* Records to process:
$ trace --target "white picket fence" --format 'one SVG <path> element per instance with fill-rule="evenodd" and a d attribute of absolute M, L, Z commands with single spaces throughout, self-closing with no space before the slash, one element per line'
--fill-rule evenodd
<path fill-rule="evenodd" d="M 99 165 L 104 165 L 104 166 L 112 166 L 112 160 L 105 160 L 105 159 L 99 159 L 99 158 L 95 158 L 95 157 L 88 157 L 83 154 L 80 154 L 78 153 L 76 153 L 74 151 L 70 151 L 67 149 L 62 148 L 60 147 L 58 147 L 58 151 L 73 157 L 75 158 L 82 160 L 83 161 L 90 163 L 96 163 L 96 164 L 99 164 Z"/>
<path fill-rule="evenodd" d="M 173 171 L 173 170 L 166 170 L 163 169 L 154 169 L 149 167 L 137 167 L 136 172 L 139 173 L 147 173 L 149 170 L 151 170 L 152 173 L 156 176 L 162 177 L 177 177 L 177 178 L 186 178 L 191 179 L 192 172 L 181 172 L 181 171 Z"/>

--

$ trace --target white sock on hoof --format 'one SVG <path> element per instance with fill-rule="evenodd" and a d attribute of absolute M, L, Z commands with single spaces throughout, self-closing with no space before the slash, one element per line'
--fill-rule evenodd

...

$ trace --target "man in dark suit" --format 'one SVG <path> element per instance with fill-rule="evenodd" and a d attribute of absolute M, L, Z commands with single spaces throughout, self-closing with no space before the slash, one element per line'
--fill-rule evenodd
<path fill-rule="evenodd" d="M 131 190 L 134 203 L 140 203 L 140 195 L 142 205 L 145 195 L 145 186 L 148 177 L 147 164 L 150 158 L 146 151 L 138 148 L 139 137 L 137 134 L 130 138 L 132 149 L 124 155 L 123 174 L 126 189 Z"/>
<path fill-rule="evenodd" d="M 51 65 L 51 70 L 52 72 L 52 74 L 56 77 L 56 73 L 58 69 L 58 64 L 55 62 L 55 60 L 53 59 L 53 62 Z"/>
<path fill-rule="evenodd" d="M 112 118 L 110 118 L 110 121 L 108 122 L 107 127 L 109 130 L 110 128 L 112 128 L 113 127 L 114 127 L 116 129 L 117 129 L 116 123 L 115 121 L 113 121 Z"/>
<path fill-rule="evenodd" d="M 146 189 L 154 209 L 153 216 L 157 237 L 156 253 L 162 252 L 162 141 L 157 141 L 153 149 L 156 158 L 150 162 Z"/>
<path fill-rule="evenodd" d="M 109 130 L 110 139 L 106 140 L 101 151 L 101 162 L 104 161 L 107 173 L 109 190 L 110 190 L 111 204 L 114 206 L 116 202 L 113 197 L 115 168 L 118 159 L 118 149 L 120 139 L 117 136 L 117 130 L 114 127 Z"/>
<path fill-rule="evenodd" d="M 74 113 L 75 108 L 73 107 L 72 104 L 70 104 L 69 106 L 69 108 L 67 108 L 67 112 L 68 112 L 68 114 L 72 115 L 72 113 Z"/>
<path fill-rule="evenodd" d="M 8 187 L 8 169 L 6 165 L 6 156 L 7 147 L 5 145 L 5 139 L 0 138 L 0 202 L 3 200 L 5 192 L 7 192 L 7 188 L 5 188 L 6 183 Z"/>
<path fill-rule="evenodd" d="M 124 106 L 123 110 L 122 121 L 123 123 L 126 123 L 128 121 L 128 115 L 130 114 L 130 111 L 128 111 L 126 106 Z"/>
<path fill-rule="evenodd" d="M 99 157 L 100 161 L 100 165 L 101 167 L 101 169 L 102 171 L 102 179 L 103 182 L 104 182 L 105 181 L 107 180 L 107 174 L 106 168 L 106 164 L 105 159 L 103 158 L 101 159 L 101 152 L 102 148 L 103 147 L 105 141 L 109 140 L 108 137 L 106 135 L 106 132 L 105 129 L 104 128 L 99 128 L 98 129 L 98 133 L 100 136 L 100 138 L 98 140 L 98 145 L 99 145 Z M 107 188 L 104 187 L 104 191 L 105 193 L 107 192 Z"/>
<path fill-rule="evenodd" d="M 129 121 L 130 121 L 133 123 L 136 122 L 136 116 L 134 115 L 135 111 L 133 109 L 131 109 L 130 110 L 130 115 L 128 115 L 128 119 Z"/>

* Description of the task:
Please return each line above that contains the string "instance". Case matters.

* Response:
$ trace --target "white picket fence" --format 'one SVG <path> element per instance with fill-rule="evenodd" and a d attribute of absolute M, L, Z commands with single spaces throughout, self-closing with no space before the slash, one element per line'
$ trace --target white sock on hoof --format 'one SVG <path> element per instance with fill-rule="evenodd" and a d attribute of absolute M, L, Z commands with single spaces throughout, self-closing with no space before the slash, one element per line'
$ trace --target "man in dark suit" --format 'one SVG <path> element per instance with fill-rule="evenodd" and a d attribute of absolute M, L, Z commands with single spaces throughout, self-closing with no space before the slash, one element per line'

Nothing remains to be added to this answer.